Records from a data collection
>>>>>

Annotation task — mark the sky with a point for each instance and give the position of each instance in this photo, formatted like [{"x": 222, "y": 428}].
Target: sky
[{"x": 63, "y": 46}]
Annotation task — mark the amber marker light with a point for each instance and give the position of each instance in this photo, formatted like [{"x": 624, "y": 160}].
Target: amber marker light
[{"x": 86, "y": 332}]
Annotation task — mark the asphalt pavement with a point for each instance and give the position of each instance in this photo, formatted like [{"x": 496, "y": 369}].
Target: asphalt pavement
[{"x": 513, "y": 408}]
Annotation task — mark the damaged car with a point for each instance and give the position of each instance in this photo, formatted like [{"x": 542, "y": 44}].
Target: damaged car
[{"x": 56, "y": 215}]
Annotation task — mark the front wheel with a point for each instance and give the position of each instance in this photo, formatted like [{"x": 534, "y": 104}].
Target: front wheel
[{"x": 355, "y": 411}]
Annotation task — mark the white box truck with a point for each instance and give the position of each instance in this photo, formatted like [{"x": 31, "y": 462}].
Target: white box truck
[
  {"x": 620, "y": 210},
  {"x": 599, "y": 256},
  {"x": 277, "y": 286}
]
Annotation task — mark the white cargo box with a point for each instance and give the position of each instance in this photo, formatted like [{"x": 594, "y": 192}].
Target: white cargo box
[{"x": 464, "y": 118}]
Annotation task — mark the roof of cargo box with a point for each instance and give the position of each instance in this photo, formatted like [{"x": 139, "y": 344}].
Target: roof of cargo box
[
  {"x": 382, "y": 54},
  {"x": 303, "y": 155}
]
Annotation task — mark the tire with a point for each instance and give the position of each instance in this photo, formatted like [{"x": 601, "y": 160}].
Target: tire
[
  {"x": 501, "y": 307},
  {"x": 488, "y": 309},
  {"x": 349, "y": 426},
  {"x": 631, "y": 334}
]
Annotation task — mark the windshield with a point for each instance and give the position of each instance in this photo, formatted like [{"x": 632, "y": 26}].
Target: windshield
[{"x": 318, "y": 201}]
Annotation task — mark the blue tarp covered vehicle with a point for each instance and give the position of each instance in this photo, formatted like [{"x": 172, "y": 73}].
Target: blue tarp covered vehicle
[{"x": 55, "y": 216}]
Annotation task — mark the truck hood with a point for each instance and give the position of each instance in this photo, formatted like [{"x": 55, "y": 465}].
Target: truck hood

<<<<<

__Try it__
What lines above contain the word "hood"? Return each such line.

__Response below__
Annotation task — mark the truck hood with a point for each instance and give the position of each instance in this photo, formatted like [{"x": 55, "y": 465}].
Target: truck hood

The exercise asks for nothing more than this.